**INSTRUCTION**
From the records below, return the lines between the line holding "Can you see the man in" and the line holding "column 519, row 541", inclusive, copied character for character.
·····
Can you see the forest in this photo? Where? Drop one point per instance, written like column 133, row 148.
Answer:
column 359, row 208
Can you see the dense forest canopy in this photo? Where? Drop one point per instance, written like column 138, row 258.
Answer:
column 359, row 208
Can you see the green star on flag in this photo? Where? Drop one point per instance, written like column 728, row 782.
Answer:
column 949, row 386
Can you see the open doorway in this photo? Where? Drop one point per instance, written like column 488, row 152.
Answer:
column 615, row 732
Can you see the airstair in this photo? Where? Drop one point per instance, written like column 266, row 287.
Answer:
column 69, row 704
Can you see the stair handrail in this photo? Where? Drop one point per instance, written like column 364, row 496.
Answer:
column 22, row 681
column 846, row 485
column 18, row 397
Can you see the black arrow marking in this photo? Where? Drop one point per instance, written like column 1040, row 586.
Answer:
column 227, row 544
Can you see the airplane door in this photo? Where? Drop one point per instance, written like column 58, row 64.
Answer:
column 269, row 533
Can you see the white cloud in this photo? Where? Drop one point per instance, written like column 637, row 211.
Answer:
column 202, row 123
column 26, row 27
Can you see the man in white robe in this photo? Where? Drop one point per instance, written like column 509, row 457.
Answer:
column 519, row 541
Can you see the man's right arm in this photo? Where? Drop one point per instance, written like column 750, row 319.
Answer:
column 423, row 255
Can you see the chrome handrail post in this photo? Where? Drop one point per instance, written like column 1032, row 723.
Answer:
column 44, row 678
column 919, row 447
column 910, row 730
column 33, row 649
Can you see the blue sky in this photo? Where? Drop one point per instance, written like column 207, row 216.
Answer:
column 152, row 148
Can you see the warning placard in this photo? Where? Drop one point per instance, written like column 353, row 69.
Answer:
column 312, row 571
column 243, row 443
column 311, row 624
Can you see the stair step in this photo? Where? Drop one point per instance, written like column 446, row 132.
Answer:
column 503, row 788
·····
**SOLUTION**
Can you see the man in white robe in this photo? Where? Drop one point per instance, written like column 509, row 457.
Answer:
column 519, row 541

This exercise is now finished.